The request: Output only the lines that run from the line holding "of the background" to the end of the data below, including both ends, without any pictures.

Provided information:
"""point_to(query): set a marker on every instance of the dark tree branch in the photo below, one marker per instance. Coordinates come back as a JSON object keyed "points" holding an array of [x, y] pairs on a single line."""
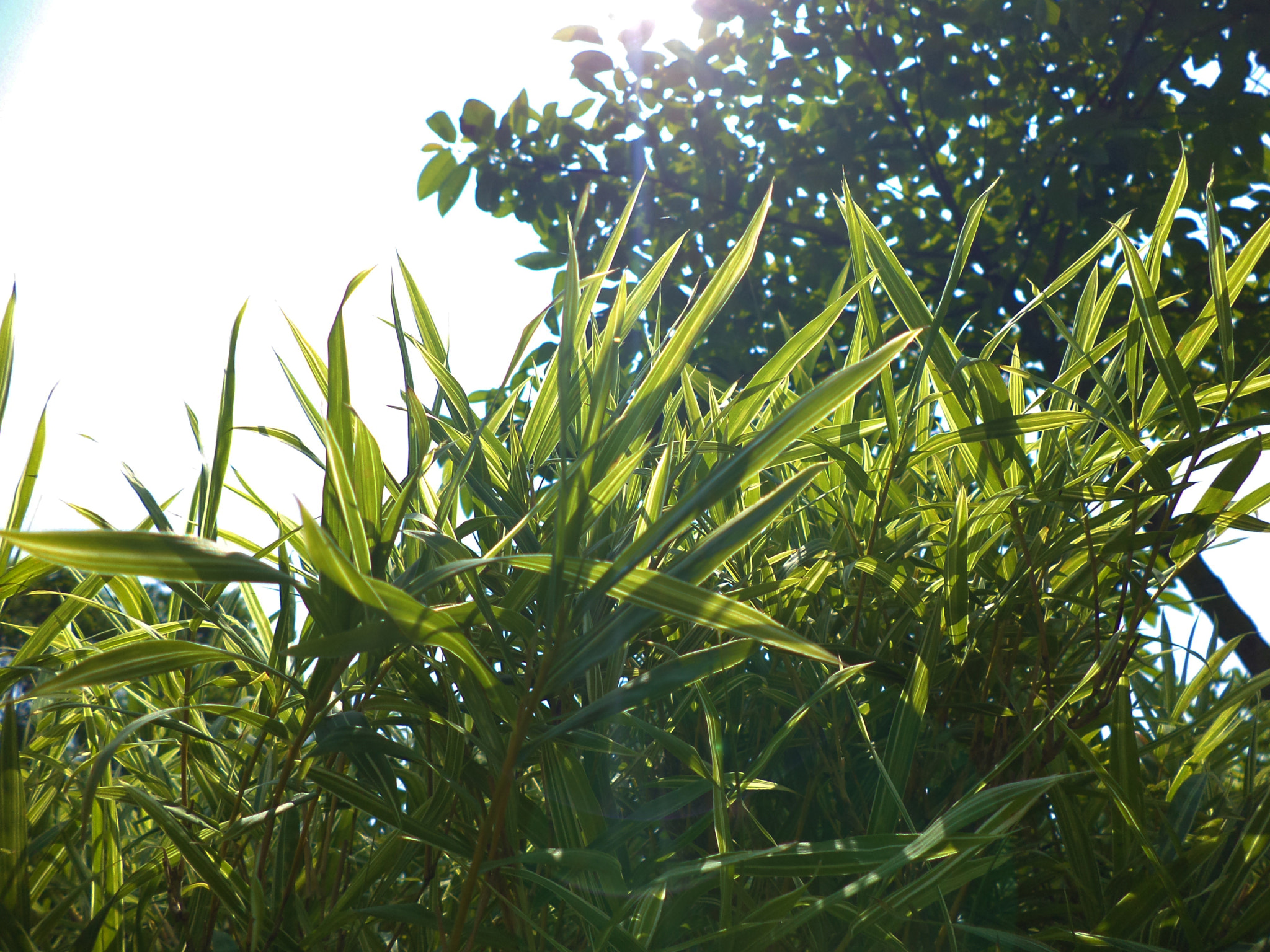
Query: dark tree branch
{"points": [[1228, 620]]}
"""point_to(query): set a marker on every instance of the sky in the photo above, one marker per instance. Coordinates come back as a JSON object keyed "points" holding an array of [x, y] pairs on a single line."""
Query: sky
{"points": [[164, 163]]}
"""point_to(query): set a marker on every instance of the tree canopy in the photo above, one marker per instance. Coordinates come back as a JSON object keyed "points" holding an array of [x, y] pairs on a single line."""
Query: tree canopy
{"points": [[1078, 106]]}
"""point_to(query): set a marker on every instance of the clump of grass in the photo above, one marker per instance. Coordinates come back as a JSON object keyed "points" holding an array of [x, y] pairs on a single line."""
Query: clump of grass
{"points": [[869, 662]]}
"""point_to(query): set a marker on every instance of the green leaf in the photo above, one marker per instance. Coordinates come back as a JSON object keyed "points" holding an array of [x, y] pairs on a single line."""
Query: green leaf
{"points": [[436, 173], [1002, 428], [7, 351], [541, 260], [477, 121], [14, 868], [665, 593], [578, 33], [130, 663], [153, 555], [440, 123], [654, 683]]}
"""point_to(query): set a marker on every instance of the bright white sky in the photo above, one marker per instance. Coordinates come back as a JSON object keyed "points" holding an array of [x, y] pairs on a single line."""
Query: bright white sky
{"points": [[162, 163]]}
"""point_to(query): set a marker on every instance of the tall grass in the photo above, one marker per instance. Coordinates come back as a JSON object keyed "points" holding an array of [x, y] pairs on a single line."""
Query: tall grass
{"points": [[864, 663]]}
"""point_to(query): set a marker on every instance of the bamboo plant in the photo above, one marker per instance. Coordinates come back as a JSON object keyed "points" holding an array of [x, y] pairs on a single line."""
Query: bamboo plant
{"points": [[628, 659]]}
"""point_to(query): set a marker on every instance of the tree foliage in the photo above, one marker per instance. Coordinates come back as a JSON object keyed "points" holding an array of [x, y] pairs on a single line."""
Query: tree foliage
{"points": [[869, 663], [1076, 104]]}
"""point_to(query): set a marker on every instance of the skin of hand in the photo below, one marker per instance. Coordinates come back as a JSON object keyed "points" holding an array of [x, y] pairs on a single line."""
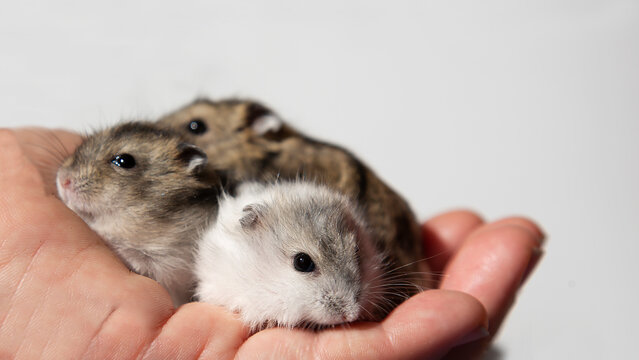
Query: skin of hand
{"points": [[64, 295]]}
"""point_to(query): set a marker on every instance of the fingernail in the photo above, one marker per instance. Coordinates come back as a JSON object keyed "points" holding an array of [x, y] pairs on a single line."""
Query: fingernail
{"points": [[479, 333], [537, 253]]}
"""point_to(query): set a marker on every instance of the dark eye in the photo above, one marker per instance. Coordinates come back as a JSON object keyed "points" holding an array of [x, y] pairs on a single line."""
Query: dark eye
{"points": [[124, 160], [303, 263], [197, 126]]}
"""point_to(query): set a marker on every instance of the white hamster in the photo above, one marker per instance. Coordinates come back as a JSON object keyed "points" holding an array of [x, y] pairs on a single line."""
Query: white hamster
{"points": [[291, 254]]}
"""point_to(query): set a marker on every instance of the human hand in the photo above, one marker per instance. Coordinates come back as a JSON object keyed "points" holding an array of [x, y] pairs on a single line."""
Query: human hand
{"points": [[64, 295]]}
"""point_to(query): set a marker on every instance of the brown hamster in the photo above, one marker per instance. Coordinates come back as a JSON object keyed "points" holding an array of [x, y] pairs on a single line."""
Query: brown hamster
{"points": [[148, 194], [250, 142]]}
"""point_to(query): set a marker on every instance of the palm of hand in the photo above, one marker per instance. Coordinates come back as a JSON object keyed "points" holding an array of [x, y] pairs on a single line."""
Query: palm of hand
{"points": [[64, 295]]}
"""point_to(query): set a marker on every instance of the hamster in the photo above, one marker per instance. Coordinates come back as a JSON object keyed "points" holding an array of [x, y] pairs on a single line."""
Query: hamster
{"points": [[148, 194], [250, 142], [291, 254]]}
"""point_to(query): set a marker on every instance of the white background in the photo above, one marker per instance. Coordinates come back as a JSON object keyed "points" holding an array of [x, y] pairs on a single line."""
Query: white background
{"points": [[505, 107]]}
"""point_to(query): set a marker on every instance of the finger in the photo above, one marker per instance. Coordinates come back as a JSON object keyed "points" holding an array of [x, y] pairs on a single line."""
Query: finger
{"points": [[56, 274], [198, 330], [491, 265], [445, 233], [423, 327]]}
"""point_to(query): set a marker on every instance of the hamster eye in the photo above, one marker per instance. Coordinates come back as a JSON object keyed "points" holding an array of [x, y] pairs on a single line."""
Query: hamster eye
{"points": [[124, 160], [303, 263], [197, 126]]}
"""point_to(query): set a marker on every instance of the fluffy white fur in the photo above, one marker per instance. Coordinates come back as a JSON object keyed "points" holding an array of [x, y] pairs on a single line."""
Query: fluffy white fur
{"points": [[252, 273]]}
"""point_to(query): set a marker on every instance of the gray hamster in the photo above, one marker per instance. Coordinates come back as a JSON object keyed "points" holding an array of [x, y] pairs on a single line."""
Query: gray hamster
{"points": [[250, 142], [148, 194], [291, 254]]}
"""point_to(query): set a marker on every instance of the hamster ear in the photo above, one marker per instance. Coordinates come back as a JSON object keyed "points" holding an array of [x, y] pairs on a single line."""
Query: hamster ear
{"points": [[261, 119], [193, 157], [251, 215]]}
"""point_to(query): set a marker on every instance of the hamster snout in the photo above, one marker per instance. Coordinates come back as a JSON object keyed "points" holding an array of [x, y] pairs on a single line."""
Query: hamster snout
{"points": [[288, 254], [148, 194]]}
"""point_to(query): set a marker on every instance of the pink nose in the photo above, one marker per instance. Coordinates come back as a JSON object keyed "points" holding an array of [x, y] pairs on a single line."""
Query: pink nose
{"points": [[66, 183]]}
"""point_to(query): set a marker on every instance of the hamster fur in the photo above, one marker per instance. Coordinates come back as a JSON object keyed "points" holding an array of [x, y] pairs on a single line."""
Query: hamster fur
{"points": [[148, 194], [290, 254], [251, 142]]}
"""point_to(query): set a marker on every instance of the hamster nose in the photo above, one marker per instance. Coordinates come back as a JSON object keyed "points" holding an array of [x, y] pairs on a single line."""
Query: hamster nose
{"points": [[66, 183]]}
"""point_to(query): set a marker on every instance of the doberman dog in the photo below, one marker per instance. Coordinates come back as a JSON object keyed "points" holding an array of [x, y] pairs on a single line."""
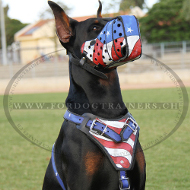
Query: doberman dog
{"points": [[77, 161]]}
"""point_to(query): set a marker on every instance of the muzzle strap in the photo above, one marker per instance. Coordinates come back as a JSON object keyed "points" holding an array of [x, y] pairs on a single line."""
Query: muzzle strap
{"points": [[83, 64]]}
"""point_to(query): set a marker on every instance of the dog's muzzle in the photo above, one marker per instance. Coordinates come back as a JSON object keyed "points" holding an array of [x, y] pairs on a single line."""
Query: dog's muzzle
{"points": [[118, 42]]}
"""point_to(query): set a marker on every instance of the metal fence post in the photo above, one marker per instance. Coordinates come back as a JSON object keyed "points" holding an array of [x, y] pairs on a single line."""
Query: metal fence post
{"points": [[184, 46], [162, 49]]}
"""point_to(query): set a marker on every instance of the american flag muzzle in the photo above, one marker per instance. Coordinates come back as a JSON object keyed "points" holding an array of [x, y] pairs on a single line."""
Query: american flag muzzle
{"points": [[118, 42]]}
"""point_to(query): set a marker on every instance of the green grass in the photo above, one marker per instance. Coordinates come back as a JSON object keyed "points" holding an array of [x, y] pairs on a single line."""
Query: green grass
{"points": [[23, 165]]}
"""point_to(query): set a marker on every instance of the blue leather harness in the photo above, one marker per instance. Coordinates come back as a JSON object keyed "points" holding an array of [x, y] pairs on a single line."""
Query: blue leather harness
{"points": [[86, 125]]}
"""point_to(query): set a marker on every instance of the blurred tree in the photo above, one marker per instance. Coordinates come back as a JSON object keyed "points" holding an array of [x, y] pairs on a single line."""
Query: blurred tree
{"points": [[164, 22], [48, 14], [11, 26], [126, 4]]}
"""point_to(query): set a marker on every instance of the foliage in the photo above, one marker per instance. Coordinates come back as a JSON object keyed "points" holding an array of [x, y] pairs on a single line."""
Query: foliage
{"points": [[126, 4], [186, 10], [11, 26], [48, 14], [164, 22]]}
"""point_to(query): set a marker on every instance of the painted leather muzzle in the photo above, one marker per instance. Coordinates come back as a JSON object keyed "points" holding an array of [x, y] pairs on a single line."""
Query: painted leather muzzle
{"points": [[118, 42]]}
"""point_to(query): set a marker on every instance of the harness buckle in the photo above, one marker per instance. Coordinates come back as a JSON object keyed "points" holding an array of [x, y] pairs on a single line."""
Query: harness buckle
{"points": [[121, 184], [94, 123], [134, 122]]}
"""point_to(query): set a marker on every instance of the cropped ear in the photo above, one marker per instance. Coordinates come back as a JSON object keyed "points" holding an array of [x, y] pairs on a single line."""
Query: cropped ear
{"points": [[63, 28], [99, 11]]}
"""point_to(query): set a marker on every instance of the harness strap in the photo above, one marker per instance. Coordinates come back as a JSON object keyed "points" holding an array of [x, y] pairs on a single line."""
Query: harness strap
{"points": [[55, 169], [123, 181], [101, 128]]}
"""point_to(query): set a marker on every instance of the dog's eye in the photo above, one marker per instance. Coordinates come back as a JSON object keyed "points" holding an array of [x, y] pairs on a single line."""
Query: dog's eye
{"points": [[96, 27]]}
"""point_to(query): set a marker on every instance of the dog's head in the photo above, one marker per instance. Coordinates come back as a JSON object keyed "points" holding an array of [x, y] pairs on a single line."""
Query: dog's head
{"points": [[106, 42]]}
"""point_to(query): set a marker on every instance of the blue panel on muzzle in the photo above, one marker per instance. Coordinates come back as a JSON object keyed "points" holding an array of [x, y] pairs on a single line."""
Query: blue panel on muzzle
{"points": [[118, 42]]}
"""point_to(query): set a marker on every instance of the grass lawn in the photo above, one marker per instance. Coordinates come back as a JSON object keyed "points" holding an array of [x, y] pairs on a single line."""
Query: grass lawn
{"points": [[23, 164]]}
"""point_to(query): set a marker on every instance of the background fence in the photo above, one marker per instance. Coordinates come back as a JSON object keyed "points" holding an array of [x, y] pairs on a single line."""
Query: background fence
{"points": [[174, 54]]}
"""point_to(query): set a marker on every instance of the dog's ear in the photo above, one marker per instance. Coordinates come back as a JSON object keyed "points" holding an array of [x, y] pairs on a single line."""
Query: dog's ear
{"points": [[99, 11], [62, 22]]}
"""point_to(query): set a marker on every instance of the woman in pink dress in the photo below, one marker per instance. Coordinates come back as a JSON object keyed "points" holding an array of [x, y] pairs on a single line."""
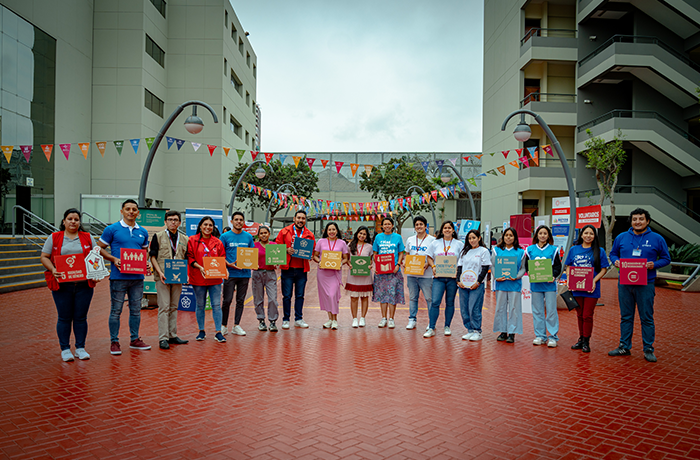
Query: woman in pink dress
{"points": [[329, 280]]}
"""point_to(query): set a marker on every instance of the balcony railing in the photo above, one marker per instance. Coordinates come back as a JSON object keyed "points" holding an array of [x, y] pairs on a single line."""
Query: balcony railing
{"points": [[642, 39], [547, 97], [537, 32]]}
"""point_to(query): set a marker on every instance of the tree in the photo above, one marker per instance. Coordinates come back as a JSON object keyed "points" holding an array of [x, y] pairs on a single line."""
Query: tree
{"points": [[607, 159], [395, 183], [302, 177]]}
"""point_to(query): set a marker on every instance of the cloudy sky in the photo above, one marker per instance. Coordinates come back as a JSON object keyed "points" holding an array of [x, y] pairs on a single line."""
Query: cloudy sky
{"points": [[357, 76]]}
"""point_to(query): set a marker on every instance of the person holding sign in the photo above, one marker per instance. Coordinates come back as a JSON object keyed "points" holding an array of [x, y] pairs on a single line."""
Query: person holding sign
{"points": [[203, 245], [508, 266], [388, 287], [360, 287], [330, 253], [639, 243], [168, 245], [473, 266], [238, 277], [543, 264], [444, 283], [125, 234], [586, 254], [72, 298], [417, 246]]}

Final result:
"""point_to(query): set a marker on every instance of the background fence in the photo above, one marker per instance. Coordinates come back as a JSON object keyed "points" holding an array of [x, y] pairs on a single line."""
Query: background fence
{"points": [[174, 54]]}
"""point_to(query): set a marker on every instance of the dog's ear in the photo above, one marker per instance. Coordinates come back as a JSON object keyed "points" holding an array of [x, y] pairs on a single line."""
Query: dog's ear
{"points": [[99, 11], [62, 22]]}
"""point_to(query): set a marker on every instance of the woman in pink dress in the photo below, one marker per instance. Coordinates come back as a JSON object keyed "points" holding an array of [x, y] pairs on a single line."""
Query: woman in pink dress
{"points": [[329, 280]]}
"""point_to(query): set a marker on every instance of the balcony railing in the photo above, one marker per instance. Coordinates come back as a JSON object keyed "points" holding an array of [x, y] pairs on a single line."""
Query: balcony railing
{"points": [[642, 39], [547, 97], [537, 32]]}
"""point_to(query): set a marker on every instance of the tree in the photo above, one marker per instance. Coordinates come back as a JSON object keyed "points" holding an array of [x, y] pairs on a single line."""
Query: tree
{"points": [[607, 159], [395, 183], [302, 177]]}
"""point_to(query): set a marker on every instance of the cloudy sky in the photo above, one marker per instance. Coordinates come back as a JSON object keyed "points" holding an array of [x, y] pairs on a single line."""
Query: cloudy sky
{"points": [[357, 76]]}
"""point_to(query): set a marker on every instance of the person holding sign in the photo above, one marker per instance. Coordinates come back as a JSON object keyed "points" holding an array of [x, y] pairs on a single line."""
Query: person holding sign
{"points": [[203, 245], [508, 266], [388, 287], [360, 287], [330, 253], [639, 243], [168, 245], [473, 266], [238, 277], [543, 264], [444, 283], [125, 234], [586, 254], [72, 298], [417, 246]]}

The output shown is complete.